Exercise set:
(a) From the commentary on Israel's strike against Iran, copy verbatim the span that begins with the words "Trump is instinctively" and stops after the words "from the Shoah.".
(b) In the commentary on Israel's strike against Iran, who is named as Trump's Secretary of State?

START Passage to read

In addition to the military blowback, there will be diplomatic ramifications. This will include fallout from traditionally anti-Israel institutions such as the United Nations and censure from European nations increasingly concerned with managing internal cohesion and extremism problems and eager to be seen by some segments of their populations as distancing themselves from Israel.

Jerusalem will be interested primarily in the impact on relations with the United States. The Americans took no part in Rising Lion and president Donald Trump had been urging calm to allow a fresh nuclear deal with Iran to be struck. Mindful of how the Obama nuclear deal, cancelled during the first Trump administration, gave Tehran breathing space under the guise of hemming in its nuclear programme, Israel might well have assessed that Trump was on the brink of making the same mistake and acted before Tehran could lock in favourable terms for its uranium enrichment and warhead capabilities. Although the operation had been foreshadowed by the evacuation of senior American personnel from the region, Israel had previously been on the brink of taking out Tehran’s offensive nuclear capabilities only to be reined in by Washington DC.

Trump is instinctively pro-Israel, as is his Secretary of State Marco Rubio. But his second administration has witnessed an influx into the national security and foreign policy bureaucracies of isolationist ideologues hostile to Israel. These figures think of Israel as a malign ally that talks in pro-American terms but could drag the United States into further Middle Eastern conflict. This is, in part, because of American policymakers’ and voters’ affinity for the embattled nation, and also because of the implications of allowing another large-scale elimination of Jews less than a century on from the Shoah.

These sentiments are misplaced. Far from a drag on America First, an Israel that takes proactive measures against common enemies like Iran enhances American security while allowing Washington DC to maintain clean hands. A nuclear-armed Iran would overnight become caller of the shots in West Asia; Tehran would be able to inflict sizeable casualties on American and other Western citizens and assets in the region, as well as disrupting military, intelligence and trading operations. It would be able to hold the West to ransom for political, diplomatic and financial gain.

END Passage to read
START Listed records

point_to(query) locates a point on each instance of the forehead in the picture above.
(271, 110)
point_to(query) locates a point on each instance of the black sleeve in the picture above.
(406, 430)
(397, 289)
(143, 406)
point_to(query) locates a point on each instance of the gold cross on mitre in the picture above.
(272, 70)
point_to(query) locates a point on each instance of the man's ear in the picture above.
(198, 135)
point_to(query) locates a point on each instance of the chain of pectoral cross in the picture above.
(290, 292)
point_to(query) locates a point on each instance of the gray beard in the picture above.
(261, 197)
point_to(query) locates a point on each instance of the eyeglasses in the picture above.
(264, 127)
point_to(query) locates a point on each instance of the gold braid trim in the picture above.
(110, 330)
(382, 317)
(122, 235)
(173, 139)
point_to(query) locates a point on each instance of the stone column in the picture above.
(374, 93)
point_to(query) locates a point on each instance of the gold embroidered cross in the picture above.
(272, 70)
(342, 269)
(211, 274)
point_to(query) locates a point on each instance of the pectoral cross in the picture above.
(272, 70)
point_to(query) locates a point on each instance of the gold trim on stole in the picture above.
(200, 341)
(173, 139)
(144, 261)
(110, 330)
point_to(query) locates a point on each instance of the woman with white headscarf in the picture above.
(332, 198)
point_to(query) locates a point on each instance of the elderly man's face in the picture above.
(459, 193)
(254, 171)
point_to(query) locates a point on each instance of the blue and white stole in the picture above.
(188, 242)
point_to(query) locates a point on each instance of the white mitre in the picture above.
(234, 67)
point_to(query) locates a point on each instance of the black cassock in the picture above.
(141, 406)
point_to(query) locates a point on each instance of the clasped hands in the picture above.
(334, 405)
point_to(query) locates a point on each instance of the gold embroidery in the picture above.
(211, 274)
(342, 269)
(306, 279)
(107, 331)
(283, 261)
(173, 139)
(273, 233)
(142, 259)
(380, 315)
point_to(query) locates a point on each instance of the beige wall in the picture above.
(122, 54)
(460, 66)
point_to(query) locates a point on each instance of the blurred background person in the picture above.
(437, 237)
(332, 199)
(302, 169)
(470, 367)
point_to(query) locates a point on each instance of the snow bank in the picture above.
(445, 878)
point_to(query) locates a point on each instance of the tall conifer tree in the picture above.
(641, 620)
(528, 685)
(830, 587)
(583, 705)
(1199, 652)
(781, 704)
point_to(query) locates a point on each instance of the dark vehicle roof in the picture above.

END Listed records

Expected outputs:
(a)
Trump is instinctively pro-Israel, as is his Secretary of State Marco Rubio. But his second administration has witnessed an influx into the national security and foreign policy bureaucracies of isolationist ideologues hostile to Israel. These figures think of Israel as a malign ally that talks in pro-American terms but could drag the United States into further Middle Eastern conflict. This is, in part, because of American policymakers’ and voters’ affinity for the embattled nation, and also because of the implications of allowing another large-scale elimination of Jews less than a century on from the Shoah.

(b) Marco Rubio.